Point localization data:
▽
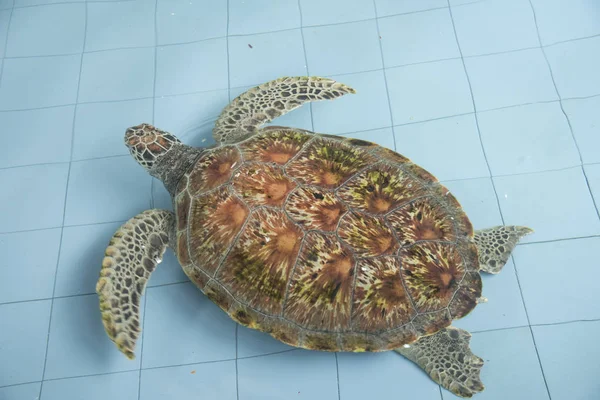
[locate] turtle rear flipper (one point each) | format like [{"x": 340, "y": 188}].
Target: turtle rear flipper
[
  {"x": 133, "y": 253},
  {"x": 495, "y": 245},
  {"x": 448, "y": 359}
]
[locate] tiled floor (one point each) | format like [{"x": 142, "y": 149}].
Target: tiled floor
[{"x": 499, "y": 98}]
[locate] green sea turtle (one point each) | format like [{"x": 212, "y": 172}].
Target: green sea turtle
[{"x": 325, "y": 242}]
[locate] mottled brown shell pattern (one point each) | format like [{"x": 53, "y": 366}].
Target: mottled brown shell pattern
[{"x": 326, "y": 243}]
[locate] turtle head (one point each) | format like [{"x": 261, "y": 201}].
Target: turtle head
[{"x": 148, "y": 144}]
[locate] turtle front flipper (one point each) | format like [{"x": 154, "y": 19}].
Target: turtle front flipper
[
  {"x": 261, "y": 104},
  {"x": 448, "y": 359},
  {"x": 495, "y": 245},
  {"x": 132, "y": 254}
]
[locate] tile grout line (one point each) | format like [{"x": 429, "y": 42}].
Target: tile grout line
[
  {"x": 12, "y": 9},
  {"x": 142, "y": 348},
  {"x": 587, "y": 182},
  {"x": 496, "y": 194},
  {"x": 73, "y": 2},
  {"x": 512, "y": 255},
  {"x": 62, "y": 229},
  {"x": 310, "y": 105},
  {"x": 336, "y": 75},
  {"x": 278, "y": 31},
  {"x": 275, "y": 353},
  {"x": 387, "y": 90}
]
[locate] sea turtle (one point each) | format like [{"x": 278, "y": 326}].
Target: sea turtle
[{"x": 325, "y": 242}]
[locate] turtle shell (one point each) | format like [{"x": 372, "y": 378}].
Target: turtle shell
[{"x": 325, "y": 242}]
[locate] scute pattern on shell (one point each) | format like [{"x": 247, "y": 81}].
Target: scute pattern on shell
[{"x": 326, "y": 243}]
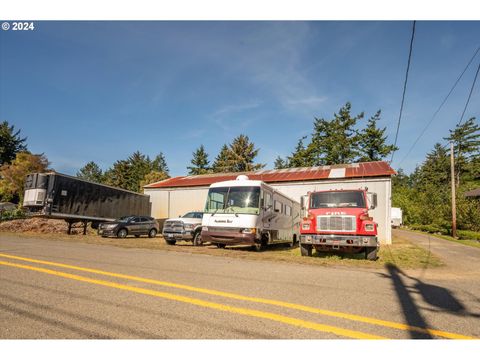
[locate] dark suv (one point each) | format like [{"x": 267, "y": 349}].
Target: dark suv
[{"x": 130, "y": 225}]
△
▽
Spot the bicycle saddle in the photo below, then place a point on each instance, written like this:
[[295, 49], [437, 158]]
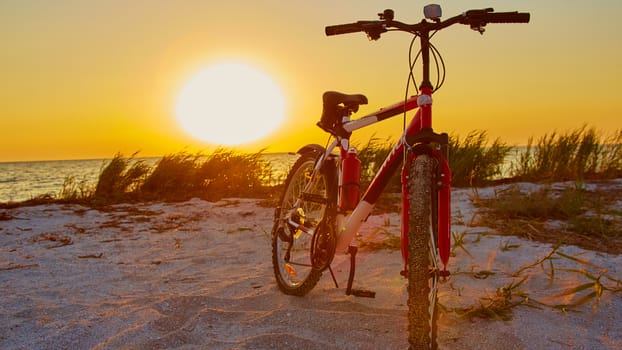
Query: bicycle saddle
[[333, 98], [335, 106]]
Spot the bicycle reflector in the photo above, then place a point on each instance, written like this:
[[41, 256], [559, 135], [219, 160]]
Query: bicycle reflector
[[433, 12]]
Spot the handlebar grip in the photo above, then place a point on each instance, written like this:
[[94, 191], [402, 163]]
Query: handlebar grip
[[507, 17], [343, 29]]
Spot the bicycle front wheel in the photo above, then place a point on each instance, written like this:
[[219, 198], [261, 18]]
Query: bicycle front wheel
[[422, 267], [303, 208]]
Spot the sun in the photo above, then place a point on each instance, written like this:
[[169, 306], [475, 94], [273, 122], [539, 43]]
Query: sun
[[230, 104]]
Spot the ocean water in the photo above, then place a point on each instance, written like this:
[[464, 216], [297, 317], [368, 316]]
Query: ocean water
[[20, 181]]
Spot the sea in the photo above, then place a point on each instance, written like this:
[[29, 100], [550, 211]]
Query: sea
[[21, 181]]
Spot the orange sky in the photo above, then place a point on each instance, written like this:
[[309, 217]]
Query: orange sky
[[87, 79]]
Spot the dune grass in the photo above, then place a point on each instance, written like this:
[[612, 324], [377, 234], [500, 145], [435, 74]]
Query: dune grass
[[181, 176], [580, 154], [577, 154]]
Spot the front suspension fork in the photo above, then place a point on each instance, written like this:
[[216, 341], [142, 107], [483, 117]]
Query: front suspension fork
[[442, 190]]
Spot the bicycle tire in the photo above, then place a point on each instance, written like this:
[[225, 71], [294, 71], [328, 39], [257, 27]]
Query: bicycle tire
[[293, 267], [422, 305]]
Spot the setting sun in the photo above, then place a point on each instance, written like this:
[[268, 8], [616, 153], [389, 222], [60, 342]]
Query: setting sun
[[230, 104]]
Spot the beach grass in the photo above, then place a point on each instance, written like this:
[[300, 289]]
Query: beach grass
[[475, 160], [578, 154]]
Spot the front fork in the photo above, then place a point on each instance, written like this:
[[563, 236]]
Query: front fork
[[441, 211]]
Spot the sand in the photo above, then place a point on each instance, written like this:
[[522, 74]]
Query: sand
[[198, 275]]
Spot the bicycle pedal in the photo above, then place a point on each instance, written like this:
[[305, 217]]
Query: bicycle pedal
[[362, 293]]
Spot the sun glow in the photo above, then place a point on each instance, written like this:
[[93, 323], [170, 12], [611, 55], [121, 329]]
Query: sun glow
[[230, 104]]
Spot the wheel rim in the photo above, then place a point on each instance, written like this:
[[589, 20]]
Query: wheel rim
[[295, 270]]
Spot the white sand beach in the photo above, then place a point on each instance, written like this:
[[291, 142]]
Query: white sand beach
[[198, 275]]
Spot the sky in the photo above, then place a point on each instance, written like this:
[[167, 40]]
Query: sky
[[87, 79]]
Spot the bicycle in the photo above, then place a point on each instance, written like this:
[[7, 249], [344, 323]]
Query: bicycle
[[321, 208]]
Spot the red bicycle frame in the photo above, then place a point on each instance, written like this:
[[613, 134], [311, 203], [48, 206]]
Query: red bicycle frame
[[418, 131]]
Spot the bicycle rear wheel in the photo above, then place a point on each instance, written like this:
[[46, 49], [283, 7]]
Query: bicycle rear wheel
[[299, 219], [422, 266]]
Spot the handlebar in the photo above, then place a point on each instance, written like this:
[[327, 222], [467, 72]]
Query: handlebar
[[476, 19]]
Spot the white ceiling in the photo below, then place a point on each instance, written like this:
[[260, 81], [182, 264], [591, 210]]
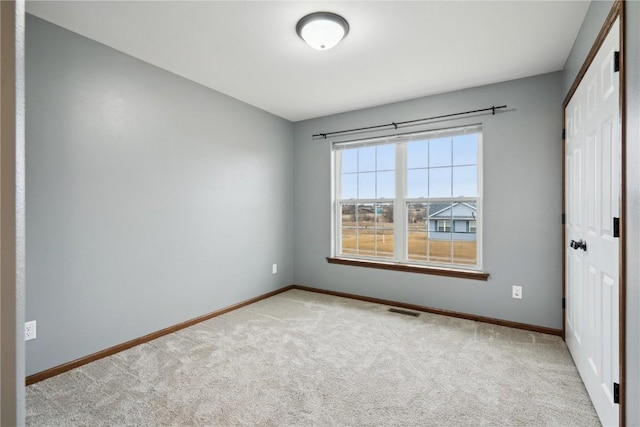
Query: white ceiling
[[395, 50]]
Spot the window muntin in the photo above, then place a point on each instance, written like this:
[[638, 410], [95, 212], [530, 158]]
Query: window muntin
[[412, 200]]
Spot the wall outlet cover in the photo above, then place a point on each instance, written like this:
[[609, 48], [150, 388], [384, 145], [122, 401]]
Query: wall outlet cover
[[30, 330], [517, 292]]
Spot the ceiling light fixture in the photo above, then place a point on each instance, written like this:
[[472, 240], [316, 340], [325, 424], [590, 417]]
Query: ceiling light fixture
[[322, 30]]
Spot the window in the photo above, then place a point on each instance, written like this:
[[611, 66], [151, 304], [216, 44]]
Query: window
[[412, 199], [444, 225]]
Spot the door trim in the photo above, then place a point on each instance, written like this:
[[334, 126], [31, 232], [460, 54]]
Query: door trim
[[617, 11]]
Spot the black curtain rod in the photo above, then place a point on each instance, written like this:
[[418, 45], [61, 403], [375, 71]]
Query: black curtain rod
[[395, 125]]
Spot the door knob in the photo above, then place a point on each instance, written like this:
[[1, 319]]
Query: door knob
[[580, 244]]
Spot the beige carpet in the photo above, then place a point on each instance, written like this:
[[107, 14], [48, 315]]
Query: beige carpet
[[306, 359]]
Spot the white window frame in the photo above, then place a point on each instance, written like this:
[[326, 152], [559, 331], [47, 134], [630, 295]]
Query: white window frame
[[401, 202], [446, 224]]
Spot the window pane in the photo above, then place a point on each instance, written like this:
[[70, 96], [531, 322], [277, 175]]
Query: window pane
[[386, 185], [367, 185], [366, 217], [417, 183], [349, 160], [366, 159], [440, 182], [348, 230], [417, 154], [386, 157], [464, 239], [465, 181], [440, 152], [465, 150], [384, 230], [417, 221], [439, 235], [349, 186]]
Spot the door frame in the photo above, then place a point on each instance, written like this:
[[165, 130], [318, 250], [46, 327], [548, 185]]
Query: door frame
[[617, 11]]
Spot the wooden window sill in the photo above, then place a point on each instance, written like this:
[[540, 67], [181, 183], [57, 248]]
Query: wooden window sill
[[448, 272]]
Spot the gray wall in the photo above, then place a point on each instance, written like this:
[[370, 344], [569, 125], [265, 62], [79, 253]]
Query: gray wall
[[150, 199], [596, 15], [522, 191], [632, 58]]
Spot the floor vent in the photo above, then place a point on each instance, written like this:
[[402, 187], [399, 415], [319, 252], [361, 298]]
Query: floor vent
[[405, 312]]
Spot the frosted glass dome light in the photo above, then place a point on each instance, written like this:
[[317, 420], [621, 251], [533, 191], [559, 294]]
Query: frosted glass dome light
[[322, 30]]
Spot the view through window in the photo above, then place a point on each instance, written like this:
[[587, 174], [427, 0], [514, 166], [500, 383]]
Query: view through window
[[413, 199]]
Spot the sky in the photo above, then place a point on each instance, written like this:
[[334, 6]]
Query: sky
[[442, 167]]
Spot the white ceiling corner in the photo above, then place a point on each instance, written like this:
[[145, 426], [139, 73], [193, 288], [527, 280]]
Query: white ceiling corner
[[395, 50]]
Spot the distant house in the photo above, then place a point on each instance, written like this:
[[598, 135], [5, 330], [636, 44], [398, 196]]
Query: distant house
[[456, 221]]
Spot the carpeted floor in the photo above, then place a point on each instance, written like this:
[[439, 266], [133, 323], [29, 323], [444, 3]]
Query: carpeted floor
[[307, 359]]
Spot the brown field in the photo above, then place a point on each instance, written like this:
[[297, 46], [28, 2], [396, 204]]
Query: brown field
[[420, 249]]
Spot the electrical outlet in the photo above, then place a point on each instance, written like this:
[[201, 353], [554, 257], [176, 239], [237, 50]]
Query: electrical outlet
△
▽
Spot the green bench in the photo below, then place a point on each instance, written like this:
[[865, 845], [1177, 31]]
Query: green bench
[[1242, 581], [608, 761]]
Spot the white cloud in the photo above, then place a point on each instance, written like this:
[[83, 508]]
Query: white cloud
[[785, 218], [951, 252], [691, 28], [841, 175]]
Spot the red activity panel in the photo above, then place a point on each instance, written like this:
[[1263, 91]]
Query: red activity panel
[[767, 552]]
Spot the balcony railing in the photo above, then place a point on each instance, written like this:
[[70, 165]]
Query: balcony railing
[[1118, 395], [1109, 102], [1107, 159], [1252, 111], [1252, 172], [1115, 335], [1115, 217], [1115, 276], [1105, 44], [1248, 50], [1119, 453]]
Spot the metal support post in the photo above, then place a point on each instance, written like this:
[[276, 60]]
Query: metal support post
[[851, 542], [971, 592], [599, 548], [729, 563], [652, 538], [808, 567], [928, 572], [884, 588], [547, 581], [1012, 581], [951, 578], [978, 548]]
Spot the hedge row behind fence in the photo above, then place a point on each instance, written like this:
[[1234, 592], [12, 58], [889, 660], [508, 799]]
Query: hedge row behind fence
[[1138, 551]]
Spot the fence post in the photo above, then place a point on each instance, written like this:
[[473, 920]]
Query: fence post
△
◆ **What to do**: Could you retype exactly the lines above, starting at the line that contains "[[587, 174], [427, 0], [514, 166], [500, 383]]" and ending at the line that contains "Spot the white ceiling corner", and nothing more?

◆ **Written solution**:
[[587, 174], [427, 0], [514, 166], [500, 383]]
Query: view through window
[[413, 199]]
Spot the sky in the photo above, then place a point on each instance, written like this:
[[334, 6]]
Query: sky
[[442, 167]]
Spot the white ceiling corner in the photo above, then place a point on each instance, written like this:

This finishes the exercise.